Problem requirements -
Task for the listing below: copy it out in full, exactly.

Task inputs -
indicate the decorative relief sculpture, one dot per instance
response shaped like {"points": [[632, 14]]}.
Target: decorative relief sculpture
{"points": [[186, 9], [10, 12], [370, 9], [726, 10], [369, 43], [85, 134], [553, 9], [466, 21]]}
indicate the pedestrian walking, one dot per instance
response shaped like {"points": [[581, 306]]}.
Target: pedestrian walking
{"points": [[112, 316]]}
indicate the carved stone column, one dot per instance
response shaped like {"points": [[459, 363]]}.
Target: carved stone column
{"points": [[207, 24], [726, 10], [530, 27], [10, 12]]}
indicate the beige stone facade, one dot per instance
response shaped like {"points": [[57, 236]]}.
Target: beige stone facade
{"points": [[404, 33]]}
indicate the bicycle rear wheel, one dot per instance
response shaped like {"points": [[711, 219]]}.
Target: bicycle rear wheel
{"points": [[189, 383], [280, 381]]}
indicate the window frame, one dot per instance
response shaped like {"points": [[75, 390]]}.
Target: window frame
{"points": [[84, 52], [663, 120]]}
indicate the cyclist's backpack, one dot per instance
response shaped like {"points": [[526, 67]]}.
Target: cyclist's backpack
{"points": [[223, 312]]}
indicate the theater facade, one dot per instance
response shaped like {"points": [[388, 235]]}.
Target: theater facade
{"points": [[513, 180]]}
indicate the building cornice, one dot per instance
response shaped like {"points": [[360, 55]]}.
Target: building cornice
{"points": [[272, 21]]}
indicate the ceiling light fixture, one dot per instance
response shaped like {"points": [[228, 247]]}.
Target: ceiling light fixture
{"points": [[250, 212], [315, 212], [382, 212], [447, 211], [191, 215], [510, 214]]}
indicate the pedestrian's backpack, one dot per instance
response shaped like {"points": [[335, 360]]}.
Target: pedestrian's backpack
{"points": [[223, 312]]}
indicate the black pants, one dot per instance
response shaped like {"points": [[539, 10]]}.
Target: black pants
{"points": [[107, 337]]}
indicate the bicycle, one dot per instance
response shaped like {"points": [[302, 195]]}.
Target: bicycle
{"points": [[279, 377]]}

Written response -
indicate the decorative relief sculpture, one dot per instance
response shaped like {"points": [[632, 14]]}.
Target: decorative relief sculpture
{"points": [[186, 9], [10, 12], [370, 9], [726, 10], [369, 43], [85, 134], [553, 9], [466, 21]]}
indicate the pedestrian walking, one dot per instance
response shaped like {"points": [[581, 306]]}.
Target: pedestrian walking
{"points": [[112, 316]]}
indicate the carved stone column, one dot per instance
response shaped like {"points": [[459, 363]]}.
Target: carved stone column
{"points": [[207, 24], [726, 10], [530, 27], [10, 12]]}
indicate the beige stone facade, one dot per instance
response shaped like {"points": [[57, 236]]}.
Target: beige stone facade
{"points": [[404, 33]]}
indicate the bicycle rear wheel, one dot per instance
response shaped like {"points": [[711, 219]]}.
Target: bicycle rear wheel
{"points": [[189, 383], [280, 381]]}
indicate the window frame, one dot per instance
response shaped like {"points": [[75, 390]]}.
Target: window frame
{"points": [[84, 52], [663, 120]]}
indicate the cyclist's backpack, one dot per instance
response shaped like {"points": [[526, 67]]}.
Target: cyclist's backpack
{"points": [[223, 312]]}
indicate the theater facade, one dot per instance
response shaped like {"points": [[388, 235]]}.
Target: theater facade
{"points": [[513, 180]]}
indicate the building cornice, one dot per instance
response shaped like {"points": [[360, 55]]}.
Target: building cornice
{"points": [[272, 21]]}
indicate the ceiling light fixture, one dot per instance
response shaped like {"points": [[228, 247]]}.
Target: ceiling light fixture
{"points": [[250, 212], [315, 212], [382, 212], [447, 211], [191, 215], [510, 214]]}
indicate the pedestrian's backpack, one dot per instance
response shaped like {"points": [[335, 360]]}.
Target: pedestrian's backpack
{"points": [[223, 312]]}
indicate the black pants, one dot per instance
response shaped like {"points": [[539, 10]]}.
Target: black pants
{"points": [[107, 337]]}
indicate the bicycle, one dot per instance
response shaped like {"points": [[302, 195]]}.
Target: bicycle
{"points": [[279, 377]]}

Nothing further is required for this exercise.